**EXERCISE INPUT:**
-----
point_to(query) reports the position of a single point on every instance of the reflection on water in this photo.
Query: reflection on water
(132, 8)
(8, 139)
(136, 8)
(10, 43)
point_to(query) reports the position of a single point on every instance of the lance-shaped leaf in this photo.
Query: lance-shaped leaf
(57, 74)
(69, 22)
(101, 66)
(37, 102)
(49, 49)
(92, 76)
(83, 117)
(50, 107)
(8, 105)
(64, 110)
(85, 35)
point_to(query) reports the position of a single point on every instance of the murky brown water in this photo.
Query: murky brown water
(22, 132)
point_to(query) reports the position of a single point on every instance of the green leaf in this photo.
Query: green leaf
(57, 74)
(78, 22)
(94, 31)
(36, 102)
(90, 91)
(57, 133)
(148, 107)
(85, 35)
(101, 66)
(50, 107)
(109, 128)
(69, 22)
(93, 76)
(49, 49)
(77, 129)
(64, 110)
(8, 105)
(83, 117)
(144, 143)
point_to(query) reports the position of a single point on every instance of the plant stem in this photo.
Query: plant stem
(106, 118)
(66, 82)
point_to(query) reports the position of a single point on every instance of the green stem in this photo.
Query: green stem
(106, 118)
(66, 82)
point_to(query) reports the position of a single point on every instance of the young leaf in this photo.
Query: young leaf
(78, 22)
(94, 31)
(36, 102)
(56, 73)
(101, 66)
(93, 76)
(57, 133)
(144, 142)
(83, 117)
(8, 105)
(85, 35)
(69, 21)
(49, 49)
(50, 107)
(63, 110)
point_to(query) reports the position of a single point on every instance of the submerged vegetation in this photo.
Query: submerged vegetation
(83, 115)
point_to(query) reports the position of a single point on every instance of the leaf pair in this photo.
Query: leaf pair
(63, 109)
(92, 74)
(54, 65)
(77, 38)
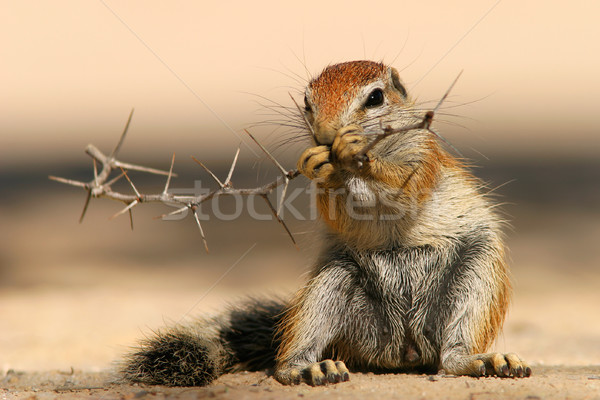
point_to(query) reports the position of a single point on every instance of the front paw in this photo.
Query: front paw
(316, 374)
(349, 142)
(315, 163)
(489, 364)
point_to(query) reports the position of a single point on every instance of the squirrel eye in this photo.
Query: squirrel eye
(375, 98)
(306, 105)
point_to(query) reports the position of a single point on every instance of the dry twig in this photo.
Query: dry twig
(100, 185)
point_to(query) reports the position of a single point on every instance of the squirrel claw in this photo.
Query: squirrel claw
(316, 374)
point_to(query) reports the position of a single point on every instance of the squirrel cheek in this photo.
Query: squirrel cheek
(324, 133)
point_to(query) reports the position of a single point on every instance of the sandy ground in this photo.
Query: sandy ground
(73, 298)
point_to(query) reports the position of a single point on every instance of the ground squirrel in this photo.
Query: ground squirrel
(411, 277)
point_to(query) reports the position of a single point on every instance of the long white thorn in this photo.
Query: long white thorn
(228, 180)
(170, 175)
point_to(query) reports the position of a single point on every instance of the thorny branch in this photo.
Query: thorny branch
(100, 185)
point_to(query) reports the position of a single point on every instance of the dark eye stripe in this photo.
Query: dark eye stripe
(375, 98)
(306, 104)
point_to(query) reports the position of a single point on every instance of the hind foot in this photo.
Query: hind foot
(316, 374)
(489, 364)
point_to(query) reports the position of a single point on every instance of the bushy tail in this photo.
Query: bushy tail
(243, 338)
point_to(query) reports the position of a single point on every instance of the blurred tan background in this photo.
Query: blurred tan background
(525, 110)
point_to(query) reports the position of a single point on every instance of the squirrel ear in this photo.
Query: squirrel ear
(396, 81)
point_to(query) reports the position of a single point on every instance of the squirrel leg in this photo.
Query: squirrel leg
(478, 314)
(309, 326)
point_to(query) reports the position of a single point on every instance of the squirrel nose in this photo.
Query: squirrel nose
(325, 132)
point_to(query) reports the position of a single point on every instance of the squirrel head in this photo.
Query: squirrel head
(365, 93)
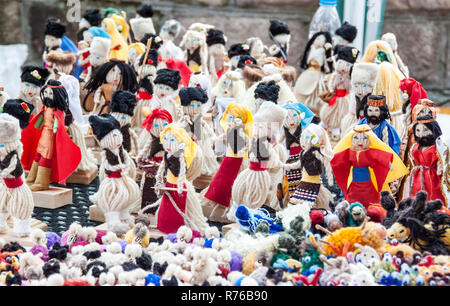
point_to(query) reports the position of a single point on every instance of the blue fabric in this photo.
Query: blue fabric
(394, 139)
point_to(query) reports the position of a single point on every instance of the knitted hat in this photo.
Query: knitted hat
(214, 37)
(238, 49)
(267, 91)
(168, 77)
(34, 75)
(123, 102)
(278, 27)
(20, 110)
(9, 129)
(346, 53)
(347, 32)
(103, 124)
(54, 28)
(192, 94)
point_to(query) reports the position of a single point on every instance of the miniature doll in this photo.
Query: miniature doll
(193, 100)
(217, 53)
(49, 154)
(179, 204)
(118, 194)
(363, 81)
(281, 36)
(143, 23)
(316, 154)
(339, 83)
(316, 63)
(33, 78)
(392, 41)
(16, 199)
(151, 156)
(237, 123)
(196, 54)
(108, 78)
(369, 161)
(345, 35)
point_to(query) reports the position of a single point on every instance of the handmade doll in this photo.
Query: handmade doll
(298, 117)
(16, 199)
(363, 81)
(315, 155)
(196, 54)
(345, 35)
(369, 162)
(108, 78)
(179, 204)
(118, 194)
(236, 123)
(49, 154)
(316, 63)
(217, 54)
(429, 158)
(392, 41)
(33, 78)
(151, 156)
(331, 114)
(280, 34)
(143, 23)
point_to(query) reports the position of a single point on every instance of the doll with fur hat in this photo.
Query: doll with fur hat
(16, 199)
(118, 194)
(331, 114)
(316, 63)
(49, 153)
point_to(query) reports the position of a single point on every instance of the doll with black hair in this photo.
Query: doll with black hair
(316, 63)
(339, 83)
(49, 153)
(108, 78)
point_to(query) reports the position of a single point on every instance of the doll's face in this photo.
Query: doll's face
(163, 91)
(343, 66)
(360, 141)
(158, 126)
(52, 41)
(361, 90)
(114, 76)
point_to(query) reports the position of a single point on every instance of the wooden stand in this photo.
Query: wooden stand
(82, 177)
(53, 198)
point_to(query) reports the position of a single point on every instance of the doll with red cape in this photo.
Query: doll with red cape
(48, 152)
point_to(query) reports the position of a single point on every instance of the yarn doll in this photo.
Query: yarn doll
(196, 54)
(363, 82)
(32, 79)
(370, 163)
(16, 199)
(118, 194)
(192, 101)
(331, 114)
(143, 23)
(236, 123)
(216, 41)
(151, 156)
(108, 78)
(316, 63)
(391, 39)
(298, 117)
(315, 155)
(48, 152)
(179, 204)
-----
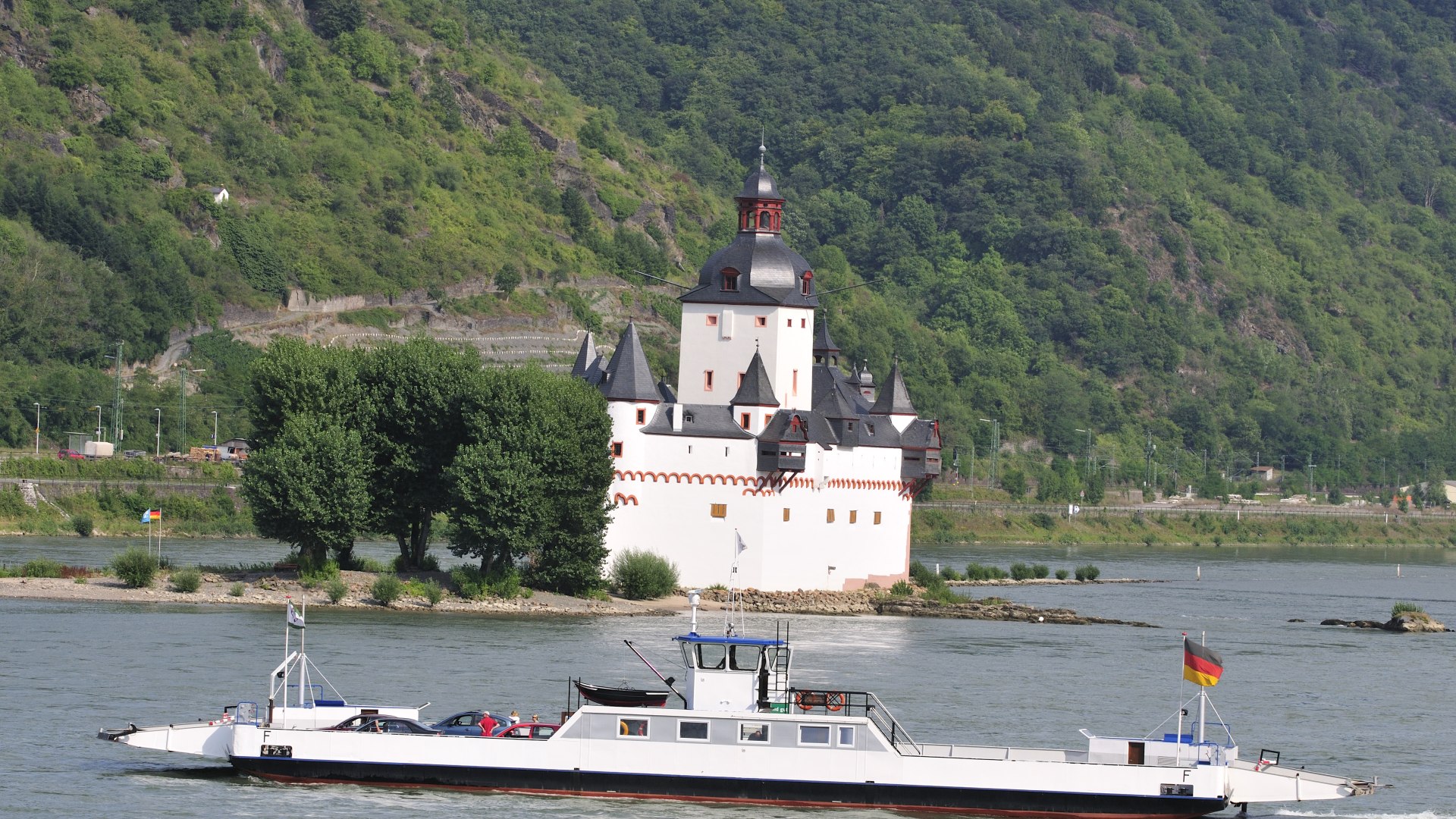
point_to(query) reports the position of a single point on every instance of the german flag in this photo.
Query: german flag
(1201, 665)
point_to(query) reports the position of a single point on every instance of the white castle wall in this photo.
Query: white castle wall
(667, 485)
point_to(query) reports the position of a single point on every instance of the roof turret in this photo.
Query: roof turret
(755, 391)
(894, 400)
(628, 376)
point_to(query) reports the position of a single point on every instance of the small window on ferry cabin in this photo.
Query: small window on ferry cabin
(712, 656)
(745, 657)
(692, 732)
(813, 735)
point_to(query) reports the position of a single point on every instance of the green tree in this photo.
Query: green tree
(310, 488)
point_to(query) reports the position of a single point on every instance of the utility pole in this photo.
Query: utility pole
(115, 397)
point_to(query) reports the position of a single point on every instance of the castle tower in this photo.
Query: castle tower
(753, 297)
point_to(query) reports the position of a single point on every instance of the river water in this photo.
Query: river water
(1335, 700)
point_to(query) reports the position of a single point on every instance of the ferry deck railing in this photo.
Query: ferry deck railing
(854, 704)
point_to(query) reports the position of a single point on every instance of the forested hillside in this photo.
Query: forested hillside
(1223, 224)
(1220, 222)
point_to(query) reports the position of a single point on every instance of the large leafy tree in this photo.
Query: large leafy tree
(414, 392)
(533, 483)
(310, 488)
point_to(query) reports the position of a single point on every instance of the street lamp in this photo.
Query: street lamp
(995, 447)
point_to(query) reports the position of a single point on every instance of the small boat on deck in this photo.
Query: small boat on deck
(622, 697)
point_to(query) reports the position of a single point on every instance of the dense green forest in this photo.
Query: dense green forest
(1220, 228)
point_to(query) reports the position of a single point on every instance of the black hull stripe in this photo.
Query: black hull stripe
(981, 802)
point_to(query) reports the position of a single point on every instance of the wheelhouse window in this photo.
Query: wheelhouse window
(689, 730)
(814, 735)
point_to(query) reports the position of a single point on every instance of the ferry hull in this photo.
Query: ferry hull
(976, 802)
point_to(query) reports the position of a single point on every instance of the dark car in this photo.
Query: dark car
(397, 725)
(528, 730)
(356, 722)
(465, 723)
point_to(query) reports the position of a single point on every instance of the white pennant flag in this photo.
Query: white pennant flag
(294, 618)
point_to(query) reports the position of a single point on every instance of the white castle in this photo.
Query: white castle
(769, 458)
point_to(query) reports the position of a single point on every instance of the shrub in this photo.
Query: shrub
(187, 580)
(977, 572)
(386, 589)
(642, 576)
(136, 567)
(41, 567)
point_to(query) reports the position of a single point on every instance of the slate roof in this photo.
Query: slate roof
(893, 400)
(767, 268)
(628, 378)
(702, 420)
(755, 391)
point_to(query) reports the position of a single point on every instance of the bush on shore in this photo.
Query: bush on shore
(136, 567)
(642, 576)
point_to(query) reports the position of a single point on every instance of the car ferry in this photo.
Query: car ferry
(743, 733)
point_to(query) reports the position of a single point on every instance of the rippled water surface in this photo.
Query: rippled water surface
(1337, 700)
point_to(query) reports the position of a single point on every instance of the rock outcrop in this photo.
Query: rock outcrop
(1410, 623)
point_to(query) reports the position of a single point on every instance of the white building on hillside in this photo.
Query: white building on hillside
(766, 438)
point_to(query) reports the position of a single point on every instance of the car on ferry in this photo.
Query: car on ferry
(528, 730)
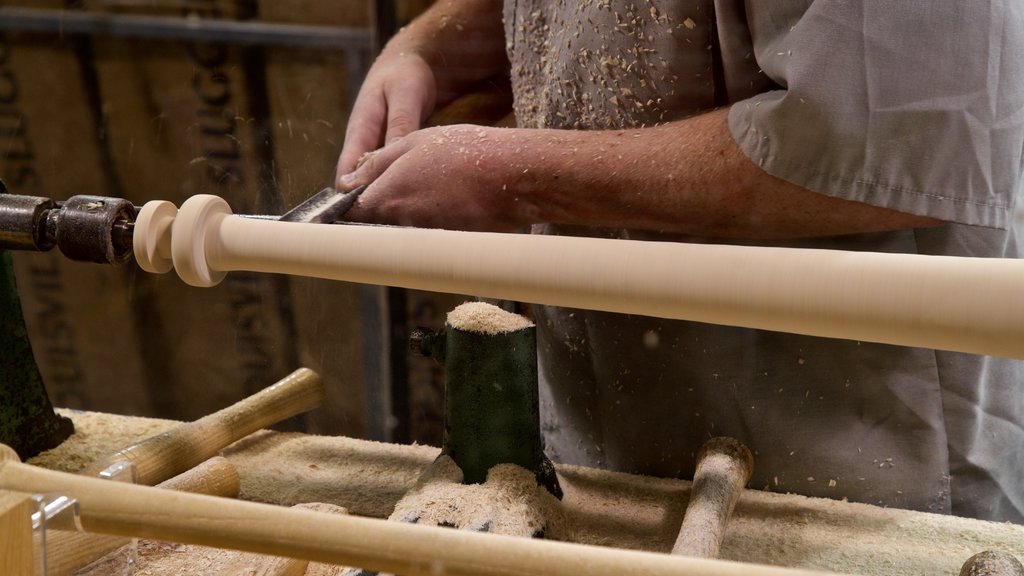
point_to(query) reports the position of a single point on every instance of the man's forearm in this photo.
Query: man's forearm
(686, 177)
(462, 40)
-----
**OBJECTIVE:** How many of the lines above contain the string "vegetation"? Reply with the number only.

**ANSWER FOR THIS EXERCISE:** 2